## THE PROBLEM
Where a line looks odd, keep it as it is and transcribe all the material.

## INPUT DATA
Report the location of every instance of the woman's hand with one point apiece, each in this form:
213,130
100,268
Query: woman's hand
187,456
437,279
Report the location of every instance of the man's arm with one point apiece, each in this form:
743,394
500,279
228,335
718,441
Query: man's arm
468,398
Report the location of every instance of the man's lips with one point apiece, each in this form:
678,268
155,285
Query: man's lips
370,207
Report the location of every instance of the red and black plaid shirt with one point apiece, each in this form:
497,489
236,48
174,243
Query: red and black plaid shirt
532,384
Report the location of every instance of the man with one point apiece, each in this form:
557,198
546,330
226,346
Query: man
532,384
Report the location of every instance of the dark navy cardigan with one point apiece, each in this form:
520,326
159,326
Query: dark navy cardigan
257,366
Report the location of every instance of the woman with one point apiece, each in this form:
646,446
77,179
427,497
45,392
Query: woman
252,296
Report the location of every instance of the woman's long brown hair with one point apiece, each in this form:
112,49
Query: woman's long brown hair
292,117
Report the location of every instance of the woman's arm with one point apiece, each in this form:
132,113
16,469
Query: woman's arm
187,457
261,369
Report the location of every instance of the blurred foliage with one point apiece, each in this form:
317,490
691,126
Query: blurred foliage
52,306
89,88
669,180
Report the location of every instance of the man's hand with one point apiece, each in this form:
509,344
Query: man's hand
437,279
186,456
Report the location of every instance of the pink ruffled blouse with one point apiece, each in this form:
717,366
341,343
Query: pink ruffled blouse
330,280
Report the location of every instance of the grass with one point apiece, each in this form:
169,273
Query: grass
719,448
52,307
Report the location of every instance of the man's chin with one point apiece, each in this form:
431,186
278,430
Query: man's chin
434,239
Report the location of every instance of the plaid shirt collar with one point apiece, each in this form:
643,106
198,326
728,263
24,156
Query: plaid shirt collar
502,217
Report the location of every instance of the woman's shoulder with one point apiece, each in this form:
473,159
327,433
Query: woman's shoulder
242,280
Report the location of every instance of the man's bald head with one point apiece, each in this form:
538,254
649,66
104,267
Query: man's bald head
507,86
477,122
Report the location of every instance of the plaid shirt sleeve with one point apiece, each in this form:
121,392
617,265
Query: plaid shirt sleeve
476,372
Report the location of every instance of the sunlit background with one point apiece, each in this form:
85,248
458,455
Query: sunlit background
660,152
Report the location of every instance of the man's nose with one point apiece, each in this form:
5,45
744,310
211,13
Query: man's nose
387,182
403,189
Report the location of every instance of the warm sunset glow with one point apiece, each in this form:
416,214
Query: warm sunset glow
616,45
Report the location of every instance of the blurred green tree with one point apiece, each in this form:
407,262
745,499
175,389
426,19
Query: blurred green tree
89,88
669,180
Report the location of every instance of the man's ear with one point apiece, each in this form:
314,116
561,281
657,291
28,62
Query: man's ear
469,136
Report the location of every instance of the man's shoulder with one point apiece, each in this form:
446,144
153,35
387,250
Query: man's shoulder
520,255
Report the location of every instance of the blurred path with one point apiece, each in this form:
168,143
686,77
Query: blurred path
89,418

## ANSWER SPACE
Report the location of every instance of the woman's hand with one point apiece, each in this form:
213,130
100,268
Query: woman's hand
187,456
437,279
Report the location of every instance of the man's arm with one point apiece, each in this form:
743,394
500,279
228,335
718,441
Query: man's arm
468,398
Report the location of every instance of the man's lips with one point apiece, each in this form:
678,268
155,285
Query: man's lips
370,207
Report the location of every instance of the red and black plaid shirt with one point apiece, each in this form:
497,489
236,48
174,243
Query: red and black plaid shirt
532,384
Report the location of every instance of the man with one point apiece, each in this form:
557,198
546,330
226,346
Query: man
532,384
Report the location of every instance of the dark navy cardigan with one point apiece, each in this form:
520,326
159,326
Query: dark navy cardigan
257,366
Report the location of every instance of the woman with one point apiece, each in this form:
646,446
77,179
427,497
45,392
Query: woman
252,296
Report the location of every instance of the woman's long brown hair with one point apiece, each in this form:
112,49
Query: woman's long brown hair
292,117
Report the location of every instance of the woman's arm with one point apiece, each in this form:
132,113
16,469
Query: woman's arm
187,457
261,369
Report the location of every instance of the blurred foliage with one point apiece, each in this form:
317,490
691,126
Query: blurred foliage
52,306
89,88
669,180
Report the location of every instance of the man's hand with one point apiece, each in this form:
509,344
Query: man's hand
437,279
186,456
Report the location of every instance of the pink ruffled blouse with one point apiece, each in this form:
717,366
341,343
Query: pink ruffled blouse
330,280
Report the location of every instance of the grass with one point apiece, each in this form:
169,273
Query: grass
719,448
52,307
Report the location of every instance of the man's chin with one point apiece, each in this form:
431,186
278,430
Query: man's chin
434,239
Report the location of every instance of the plaid shirt collar with one point apiece, each in this form:
643,106
198,326
728,263
24,156
Query: plaid shirt collar
502,217
Report the location of every instance of the woman's shoulder with one point apiece, each in this form:
473,159
327,433
Query: woman's shoulder
242,280
Report the location of every instance of the man's bald head with one point apiece, each in this form:
538,254
649,66
104,267
Query: man's bald head
507,86
477,122
Report the location of every instance of the plaid shirt sleeve with one point apiece, each in this form:
121,392
617,265
Query: plaid shirt sleeve
476,372
Report the location of every instance of the sunlit background with one point apiece, each in this form:
85,248
458,455
Query: sunlit background
660,152
Report the location of every instance of the man's nose with one point apiece, each in this form:
5,45
744,310
211,13
Query: man's nose
387,182
403,189
Report the location of every instance of the warm sunset glow with one point apiece, each in this form:
416,214
Query: warm sunset glow
616,45
Report the location of every instance of the blurred green tree with one point apiece, each in this form:
407,262
745,499
175,389
426,19
Query: blurred green tree
89,88
669,180
Report the location of every instance of the man's ear with one point apiece, each in this form:
314,116
561,281
657,291
28,62
Query: man's ear
469,136
Report the location of every instance of the man's shoulder with one point apiece, each in this form:
446,144
153,35
387,250
Query: man's shoulder
520,255
Report the location of every instance of the blurred path with one point apiece, each in this form:
168,143
686,77
Query: blurred path
89,418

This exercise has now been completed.